PROVIDED RECORDS:
════════

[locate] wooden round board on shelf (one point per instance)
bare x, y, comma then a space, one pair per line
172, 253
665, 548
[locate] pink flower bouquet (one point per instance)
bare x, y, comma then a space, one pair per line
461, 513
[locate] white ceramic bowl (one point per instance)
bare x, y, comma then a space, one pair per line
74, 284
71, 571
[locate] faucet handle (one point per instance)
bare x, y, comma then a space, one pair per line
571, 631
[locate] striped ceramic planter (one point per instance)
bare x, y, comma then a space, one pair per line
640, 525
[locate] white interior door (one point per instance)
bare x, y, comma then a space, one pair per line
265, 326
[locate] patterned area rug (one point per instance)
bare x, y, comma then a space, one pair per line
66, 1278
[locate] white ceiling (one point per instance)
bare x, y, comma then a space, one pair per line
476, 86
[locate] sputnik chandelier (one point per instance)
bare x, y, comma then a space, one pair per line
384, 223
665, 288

════════

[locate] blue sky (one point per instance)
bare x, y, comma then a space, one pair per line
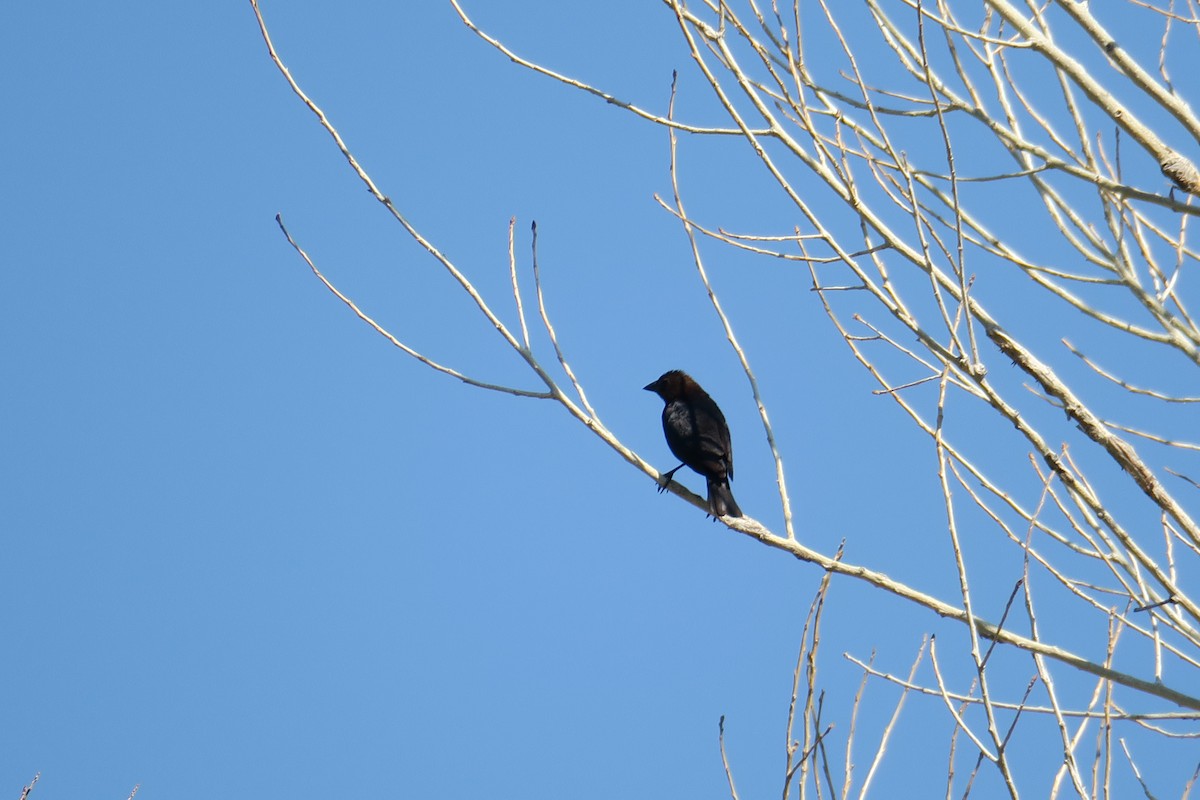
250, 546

════════

DIRECTIONS FOR THIS TASK:
In the data above, retype exactly and only the lines between the one holding "[locate] striped ceramic" and the one holding "[locate] sputnik chandelier", inclusive.

RESPONSE FOR THIS EXERCISE:
[locate] striped ceramic planter (one point per instance)
bare x, y, comma then a space, one pair per line
640, 525
[locate] white interior door (one point per instance)
bare x, y, comma then a space, one pair per line
265, 326
[locate] patterned area rug (one point per instance)
bare x, y, comma then a space, one pair per line
66, 1278
[locate] white ceiling (one point per instance)
bare x, y, comma then a space, one pair per line
476, 86
[locate] sputnik chandelier (one point per instance)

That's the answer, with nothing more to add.